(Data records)
···

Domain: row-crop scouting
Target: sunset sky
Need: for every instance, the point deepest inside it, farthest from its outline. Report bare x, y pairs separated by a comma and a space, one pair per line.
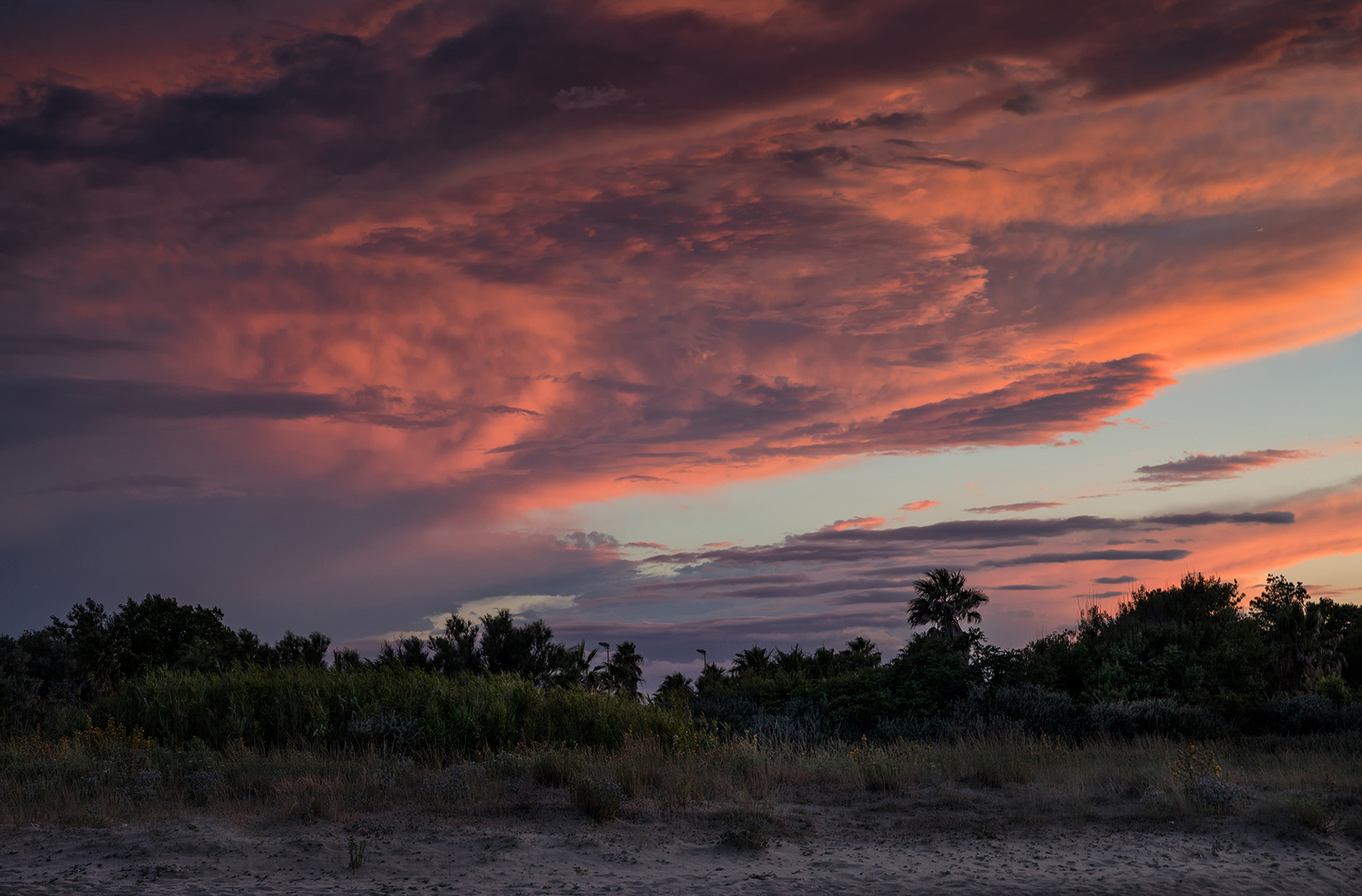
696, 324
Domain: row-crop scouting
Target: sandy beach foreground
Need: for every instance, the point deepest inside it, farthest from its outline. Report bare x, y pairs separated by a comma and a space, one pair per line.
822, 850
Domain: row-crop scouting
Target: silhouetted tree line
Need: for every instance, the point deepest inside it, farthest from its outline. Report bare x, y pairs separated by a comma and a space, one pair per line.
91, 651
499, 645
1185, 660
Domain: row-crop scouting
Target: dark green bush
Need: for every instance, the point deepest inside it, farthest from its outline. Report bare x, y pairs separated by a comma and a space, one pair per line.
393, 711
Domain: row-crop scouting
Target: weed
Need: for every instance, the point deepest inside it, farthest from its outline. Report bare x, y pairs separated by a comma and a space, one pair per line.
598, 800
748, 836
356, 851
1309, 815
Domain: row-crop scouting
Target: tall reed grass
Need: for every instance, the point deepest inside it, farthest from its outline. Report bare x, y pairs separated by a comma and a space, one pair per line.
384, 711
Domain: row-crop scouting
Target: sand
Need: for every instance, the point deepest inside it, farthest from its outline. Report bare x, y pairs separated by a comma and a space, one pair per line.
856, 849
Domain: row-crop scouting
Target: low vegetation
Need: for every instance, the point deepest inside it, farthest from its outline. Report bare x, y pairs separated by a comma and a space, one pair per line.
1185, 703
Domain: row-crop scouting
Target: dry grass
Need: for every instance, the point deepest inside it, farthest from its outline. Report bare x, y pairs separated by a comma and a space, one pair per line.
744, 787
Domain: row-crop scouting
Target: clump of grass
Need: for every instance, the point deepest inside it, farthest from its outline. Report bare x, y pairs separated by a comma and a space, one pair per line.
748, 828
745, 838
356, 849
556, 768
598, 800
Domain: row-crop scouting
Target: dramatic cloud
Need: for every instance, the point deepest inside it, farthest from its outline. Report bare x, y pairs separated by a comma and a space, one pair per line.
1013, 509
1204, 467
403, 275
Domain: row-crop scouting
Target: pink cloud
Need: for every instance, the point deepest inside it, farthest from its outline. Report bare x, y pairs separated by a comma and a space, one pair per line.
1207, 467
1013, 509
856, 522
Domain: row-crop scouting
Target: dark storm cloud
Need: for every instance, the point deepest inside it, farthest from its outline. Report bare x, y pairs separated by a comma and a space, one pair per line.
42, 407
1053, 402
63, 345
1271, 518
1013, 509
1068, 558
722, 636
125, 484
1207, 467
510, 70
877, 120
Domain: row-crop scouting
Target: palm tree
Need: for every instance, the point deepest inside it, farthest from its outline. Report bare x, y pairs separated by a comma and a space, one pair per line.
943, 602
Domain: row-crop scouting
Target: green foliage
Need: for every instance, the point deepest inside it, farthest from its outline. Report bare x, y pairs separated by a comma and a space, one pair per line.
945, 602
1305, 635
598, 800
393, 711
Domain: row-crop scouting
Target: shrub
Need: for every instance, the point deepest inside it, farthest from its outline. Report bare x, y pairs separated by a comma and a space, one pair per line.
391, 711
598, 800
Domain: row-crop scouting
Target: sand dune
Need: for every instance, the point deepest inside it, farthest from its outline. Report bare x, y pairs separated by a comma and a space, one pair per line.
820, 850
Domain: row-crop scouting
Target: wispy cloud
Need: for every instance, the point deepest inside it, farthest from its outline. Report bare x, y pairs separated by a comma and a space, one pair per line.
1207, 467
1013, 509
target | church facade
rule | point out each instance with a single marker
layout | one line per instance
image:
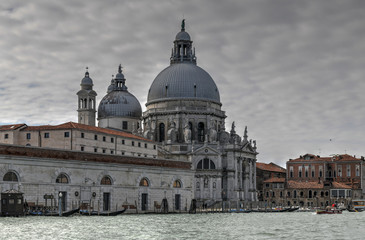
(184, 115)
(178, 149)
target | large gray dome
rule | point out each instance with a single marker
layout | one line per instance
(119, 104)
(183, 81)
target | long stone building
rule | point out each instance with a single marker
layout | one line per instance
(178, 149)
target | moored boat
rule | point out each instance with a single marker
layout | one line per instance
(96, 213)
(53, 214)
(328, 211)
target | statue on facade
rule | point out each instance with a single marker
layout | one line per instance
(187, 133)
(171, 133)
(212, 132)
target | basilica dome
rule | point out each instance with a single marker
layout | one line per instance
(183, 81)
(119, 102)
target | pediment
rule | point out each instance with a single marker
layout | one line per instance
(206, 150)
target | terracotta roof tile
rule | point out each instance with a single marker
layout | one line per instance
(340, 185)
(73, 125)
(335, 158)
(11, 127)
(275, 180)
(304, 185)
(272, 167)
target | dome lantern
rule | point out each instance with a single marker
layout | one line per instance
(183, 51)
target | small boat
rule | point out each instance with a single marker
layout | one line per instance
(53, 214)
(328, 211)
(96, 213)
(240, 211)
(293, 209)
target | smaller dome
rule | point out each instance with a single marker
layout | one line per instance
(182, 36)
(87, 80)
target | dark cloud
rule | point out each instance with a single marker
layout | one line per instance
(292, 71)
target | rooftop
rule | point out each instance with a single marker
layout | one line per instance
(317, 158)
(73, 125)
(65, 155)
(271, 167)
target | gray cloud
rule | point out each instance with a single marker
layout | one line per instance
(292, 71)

···

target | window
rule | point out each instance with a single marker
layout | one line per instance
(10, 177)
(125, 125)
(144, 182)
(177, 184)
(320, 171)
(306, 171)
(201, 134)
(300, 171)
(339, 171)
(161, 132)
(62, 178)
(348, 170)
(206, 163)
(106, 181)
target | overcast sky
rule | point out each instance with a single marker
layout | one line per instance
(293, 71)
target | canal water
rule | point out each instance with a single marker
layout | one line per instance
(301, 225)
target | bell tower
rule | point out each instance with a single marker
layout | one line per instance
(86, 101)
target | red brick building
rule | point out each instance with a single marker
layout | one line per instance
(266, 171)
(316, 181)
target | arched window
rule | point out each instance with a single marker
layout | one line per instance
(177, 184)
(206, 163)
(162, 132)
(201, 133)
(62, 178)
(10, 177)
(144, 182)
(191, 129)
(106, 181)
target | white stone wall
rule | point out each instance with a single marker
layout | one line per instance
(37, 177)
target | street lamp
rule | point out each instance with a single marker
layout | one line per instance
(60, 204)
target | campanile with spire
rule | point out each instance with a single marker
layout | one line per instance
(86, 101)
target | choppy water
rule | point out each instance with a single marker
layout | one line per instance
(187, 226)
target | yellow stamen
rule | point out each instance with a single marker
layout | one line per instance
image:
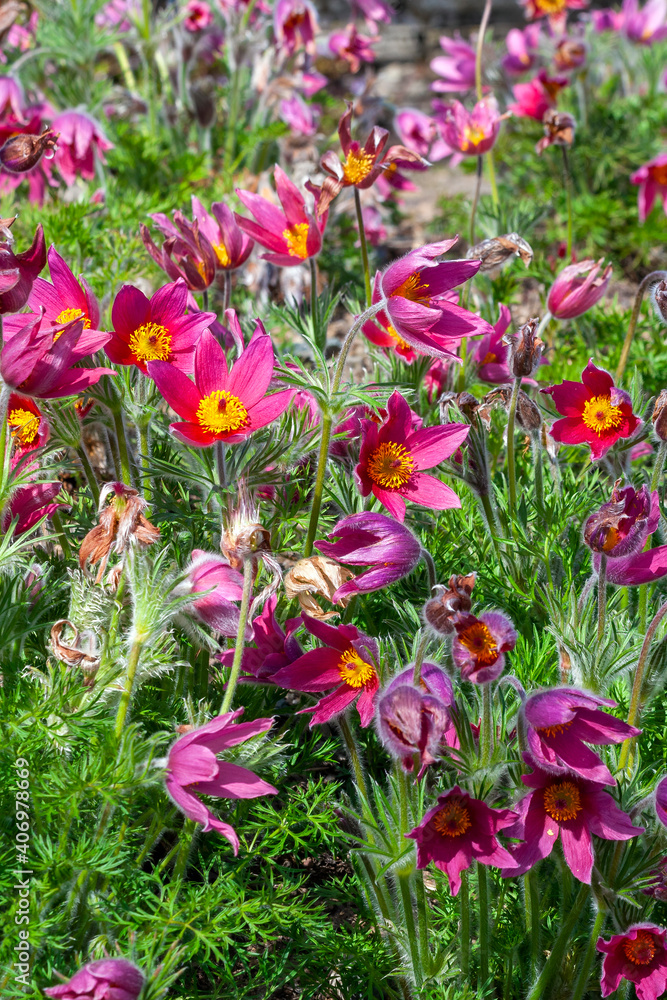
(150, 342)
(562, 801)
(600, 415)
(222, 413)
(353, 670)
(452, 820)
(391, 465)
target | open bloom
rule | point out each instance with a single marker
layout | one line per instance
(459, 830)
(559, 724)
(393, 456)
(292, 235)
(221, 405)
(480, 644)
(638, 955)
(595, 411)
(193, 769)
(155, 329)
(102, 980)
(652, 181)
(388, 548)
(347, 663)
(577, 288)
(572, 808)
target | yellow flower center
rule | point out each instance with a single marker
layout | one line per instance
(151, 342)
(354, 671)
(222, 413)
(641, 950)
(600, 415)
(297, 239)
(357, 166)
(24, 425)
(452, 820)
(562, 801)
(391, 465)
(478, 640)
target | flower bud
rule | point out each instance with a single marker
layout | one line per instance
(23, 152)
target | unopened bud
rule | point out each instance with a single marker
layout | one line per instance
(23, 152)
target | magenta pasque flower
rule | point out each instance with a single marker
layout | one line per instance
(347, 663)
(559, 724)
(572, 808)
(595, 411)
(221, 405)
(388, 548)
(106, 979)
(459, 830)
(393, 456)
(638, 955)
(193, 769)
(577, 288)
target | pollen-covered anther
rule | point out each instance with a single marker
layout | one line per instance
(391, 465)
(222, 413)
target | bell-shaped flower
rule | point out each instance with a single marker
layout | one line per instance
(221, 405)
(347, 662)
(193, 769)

···

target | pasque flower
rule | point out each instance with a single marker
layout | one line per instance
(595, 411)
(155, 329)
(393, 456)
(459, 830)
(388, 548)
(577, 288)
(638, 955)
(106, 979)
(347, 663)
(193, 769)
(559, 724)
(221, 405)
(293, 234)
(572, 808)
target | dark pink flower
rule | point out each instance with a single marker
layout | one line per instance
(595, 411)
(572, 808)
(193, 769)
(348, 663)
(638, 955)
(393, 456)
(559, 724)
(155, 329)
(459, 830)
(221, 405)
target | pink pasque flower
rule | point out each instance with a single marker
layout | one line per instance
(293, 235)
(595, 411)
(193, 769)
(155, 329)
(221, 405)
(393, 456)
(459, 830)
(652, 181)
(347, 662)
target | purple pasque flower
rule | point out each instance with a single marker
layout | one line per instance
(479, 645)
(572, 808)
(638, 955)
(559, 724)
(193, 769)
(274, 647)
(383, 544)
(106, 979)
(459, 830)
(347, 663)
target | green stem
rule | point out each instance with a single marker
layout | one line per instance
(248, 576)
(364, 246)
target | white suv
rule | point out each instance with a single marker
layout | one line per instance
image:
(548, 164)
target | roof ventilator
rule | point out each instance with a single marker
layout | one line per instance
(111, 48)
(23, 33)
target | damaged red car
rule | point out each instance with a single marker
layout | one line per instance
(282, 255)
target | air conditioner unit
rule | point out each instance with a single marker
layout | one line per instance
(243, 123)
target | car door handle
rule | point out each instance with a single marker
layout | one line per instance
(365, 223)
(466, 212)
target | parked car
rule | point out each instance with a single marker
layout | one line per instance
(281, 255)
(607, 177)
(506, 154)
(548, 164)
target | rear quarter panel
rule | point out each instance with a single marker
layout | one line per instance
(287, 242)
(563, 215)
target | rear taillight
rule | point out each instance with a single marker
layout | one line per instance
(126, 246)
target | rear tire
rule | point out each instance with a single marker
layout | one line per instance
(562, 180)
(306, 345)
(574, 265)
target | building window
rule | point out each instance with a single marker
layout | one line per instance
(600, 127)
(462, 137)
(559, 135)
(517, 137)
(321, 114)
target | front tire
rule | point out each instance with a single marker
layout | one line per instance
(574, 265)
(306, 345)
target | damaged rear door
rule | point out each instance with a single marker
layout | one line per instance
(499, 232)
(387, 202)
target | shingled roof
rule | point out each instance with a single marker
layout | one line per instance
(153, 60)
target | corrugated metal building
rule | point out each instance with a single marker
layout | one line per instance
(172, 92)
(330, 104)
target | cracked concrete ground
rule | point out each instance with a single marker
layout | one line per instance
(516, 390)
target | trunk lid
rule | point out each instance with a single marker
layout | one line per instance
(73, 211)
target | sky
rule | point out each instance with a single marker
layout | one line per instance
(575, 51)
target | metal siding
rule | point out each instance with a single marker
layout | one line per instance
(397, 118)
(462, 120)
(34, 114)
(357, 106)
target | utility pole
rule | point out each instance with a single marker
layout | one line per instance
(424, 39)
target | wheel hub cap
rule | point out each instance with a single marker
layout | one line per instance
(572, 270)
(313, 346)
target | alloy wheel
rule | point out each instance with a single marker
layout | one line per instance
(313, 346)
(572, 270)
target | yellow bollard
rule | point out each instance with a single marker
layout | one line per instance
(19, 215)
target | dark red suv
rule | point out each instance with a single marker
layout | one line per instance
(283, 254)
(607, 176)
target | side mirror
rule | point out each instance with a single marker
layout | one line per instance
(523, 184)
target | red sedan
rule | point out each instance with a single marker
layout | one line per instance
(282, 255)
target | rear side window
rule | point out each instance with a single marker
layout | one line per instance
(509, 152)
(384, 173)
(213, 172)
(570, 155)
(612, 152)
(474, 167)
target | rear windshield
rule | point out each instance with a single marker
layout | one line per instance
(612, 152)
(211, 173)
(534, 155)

···

Please count the lines in the data records that contain the word "water" and reply with only the number.

ANSWER FOR THIS EXERCISE - 2